Pick out every line in the listing below that contains the string "coat", treating uppercase and lowercase as different.

### RECORDS SUPPLIED ###

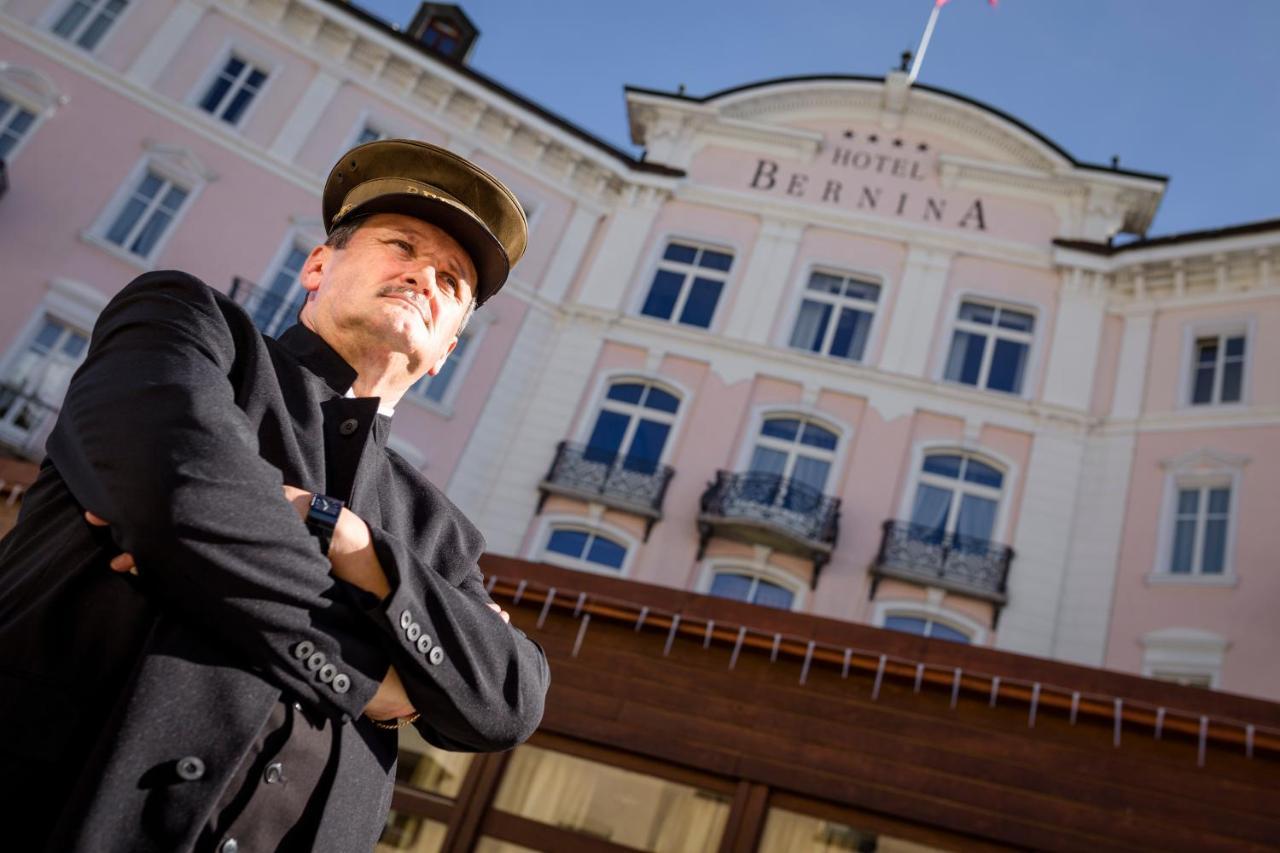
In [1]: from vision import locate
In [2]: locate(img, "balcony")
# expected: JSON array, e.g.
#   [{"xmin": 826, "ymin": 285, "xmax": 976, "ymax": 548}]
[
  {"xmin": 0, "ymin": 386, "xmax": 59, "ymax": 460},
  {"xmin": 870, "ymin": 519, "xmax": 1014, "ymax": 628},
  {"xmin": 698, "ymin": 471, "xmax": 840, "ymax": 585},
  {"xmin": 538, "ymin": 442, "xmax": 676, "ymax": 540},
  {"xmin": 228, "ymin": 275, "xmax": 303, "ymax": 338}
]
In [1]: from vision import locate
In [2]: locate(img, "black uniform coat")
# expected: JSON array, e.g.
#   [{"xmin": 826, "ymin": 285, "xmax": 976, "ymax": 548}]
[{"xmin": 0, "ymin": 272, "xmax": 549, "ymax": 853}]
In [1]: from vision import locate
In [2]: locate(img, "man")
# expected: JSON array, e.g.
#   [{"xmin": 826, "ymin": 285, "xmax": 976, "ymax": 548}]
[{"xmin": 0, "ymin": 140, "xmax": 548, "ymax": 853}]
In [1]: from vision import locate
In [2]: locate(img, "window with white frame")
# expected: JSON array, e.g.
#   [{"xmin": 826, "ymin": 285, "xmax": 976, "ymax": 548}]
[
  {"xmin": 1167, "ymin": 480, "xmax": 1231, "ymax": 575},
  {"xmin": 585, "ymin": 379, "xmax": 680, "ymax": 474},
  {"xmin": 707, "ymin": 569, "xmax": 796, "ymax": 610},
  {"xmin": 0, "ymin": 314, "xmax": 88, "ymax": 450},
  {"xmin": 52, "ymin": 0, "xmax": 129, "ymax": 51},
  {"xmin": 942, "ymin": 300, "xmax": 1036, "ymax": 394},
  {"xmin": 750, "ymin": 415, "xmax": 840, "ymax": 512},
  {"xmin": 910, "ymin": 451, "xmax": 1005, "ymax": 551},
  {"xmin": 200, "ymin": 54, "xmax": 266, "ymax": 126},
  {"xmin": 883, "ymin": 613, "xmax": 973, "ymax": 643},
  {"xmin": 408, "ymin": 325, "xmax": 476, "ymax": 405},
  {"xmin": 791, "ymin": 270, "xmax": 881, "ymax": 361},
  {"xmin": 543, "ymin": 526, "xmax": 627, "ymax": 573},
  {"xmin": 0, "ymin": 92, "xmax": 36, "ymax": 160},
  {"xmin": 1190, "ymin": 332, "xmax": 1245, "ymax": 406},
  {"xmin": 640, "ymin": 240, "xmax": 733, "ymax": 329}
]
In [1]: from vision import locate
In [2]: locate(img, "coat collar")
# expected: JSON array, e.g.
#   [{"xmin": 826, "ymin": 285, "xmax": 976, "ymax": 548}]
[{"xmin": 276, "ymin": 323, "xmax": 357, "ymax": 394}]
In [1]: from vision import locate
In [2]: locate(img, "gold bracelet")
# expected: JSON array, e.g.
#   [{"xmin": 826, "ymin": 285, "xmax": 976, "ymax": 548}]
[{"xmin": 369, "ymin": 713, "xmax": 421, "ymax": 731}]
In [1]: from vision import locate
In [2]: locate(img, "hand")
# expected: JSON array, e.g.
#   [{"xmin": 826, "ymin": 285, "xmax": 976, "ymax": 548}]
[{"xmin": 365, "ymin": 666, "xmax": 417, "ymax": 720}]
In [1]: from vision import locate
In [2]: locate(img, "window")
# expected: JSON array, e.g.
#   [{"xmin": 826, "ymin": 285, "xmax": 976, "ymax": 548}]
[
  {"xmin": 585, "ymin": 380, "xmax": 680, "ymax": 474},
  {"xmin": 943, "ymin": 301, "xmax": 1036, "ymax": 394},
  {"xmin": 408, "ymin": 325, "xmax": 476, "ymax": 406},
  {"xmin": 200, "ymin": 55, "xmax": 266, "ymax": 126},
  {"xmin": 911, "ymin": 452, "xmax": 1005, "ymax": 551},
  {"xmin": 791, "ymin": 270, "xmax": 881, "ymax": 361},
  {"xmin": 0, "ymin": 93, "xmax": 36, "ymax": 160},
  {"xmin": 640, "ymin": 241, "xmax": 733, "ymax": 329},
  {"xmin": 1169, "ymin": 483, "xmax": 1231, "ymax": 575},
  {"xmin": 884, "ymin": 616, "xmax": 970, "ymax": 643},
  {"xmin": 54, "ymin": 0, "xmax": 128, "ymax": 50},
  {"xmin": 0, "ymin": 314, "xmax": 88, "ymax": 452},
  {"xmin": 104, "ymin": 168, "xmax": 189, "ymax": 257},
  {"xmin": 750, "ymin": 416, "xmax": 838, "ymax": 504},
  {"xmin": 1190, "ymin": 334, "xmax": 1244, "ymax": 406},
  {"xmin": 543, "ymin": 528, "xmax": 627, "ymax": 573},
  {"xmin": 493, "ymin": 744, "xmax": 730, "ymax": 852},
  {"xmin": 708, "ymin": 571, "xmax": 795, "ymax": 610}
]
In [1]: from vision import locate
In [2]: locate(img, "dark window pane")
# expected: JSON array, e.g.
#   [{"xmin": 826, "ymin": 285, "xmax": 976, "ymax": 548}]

###

● SOLUTION FOR THIS TASK:
In [2]: locate(img, "black uniform coat")
In [2]: locate(img, "coat collar")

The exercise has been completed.